§ Written task:
Replace "keypoint" with "marker" in the lines running from the line with "written like <point>274,130</point>." up to and including the line with "<point>7,314</point>", and give only those lines back with everything else unchanged.
****
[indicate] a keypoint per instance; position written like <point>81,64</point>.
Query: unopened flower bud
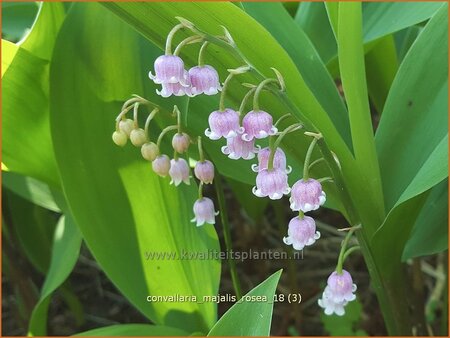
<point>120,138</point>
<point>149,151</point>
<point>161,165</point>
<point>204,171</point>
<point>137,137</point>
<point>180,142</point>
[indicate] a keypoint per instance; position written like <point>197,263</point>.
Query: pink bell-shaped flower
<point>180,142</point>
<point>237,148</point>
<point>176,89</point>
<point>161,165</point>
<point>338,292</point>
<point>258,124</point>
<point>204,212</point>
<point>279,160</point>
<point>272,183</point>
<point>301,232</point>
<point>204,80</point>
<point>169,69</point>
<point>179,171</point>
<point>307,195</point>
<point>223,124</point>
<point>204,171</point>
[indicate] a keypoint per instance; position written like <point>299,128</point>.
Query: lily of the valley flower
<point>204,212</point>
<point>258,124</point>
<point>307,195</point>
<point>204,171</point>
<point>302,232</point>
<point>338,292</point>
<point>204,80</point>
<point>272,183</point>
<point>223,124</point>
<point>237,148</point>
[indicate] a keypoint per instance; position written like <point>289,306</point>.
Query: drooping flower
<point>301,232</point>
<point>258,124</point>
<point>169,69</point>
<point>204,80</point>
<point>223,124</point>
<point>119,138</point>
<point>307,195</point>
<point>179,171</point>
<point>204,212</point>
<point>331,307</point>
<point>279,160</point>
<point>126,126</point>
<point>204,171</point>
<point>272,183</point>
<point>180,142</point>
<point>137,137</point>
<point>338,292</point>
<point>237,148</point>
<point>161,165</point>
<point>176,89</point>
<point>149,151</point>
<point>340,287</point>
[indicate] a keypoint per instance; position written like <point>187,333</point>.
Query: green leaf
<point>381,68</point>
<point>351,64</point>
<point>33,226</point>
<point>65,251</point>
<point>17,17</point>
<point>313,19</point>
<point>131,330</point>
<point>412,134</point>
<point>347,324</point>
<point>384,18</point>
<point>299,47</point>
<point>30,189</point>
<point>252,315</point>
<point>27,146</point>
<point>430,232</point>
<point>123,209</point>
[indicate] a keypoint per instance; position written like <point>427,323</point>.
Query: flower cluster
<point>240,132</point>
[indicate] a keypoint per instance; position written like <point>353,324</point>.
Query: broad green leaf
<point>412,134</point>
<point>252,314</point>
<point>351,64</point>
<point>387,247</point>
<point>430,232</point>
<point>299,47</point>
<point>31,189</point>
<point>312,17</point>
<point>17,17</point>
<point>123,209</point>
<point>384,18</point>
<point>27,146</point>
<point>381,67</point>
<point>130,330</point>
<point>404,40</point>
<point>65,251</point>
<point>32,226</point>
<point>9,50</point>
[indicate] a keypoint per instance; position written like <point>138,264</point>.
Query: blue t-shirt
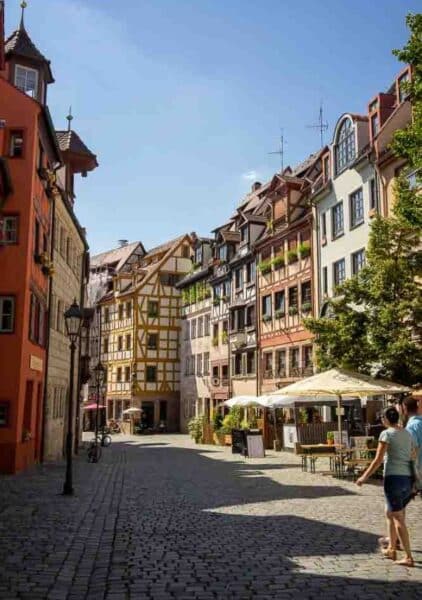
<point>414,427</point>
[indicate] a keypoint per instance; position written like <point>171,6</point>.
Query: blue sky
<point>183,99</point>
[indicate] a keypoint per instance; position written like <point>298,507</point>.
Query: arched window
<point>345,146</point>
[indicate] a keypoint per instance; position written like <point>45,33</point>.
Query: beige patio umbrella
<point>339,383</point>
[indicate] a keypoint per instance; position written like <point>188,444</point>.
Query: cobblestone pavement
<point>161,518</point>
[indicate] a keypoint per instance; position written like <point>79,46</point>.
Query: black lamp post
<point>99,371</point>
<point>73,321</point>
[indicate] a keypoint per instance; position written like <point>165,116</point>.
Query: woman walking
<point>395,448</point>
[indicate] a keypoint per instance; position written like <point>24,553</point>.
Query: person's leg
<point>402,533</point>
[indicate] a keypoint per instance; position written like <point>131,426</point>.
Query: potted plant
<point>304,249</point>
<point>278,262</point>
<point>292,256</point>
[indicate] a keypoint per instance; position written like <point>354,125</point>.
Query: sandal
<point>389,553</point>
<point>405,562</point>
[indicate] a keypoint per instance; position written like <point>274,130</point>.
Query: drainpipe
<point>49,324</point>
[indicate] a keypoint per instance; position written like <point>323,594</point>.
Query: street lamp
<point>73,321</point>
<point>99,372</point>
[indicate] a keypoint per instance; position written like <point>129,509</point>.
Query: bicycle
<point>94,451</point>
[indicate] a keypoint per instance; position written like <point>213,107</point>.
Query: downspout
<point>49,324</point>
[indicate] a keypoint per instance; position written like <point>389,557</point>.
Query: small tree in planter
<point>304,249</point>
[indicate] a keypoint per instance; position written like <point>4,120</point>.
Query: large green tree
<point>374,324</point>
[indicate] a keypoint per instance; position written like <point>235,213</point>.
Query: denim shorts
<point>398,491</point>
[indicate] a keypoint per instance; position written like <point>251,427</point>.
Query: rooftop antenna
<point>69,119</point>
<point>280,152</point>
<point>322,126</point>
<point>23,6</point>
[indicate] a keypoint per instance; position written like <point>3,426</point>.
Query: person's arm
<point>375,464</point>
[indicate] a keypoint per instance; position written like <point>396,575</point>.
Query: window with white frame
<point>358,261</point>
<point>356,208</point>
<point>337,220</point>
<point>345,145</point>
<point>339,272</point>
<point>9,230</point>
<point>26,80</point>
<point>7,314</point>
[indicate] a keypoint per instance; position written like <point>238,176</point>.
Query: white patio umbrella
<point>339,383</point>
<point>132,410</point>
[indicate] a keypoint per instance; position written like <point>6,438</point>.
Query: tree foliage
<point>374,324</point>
****
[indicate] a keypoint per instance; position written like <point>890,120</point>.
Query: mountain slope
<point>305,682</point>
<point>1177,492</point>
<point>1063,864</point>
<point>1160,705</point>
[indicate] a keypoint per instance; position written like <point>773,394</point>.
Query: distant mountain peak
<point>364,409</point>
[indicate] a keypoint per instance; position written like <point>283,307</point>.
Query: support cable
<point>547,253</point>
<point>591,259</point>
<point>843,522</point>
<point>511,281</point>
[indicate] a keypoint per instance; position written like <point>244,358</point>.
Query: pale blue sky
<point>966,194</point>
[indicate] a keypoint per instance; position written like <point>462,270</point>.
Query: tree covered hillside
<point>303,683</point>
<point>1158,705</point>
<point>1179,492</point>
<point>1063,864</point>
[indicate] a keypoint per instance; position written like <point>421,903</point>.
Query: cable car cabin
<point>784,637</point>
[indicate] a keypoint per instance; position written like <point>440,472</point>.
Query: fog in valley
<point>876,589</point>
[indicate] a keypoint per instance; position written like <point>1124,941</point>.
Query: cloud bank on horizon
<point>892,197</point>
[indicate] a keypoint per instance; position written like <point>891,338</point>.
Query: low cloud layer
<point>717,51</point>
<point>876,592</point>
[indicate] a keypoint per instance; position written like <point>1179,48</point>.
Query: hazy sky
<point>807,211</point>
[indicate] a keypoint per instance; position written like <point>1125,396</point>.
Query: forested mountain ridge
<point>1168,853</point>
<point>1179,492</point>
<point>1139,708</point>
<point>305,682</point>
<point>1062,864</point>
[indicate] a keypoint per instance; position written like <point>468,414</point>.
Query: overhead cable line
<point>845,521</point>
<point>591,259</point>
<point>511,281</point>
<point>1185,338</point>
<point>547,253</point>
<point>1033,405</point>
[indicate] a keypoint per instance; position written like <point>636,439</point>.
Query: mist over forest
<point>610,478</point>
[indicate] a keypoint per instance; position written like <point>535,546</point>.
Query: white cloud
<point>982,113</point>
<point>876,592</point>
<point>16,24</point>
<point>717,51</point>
****
§ Completed exercise:
[indicate] a marker per instance; position written like <point>274,130</point>.
Query: drainpipe
<point>49,324</point>
[indicate] a marker per instance; position written like <point>323,594</point>.
Query: street lamp
<point>73,321</point>
<point>99,372</point>
[indicate] a marker per instance; position written like <point>129,509</point>.
Query: bicycle
<point>94,451</point>
[indicate] a marker per instance; position written like <point>213,107</point>.
Query: downspout
<point>49,324</point>
[indicate] a marker per instance; position written like <point>389,557</point>.
Query: small tree in planter
<point>304,249</point>
[indicate] a marker per instance; position written like <point>4,120</point>.
Query: large green tree
<point>374,324</point>
[indicate] a marker per instance; position written like <point>235,213</point>.
Query: denim shorts
<point>398,491</point>
[indicate] a marker per instance; position written like <point>251,427</point>.
Query: rooftop antenna
<point>69,119</point>
<point>280,152</point>
<point>322,126</point>
<point>23,6</point>
[indicate] a marker per instance; position written like <point>3,426</point>.
Query: person's arm
<point>375,464</point>
[indicate] a marker per instance; position written like <point>396,575</point>.
Query: window with white frame
<point>358,261</point>
<point>356,208</point>
<point>337,220</point>
<point>345,145</point>
<point>339,272</point>
<point>9,230</point>
<point>26,80</point>
<point>7,314</point>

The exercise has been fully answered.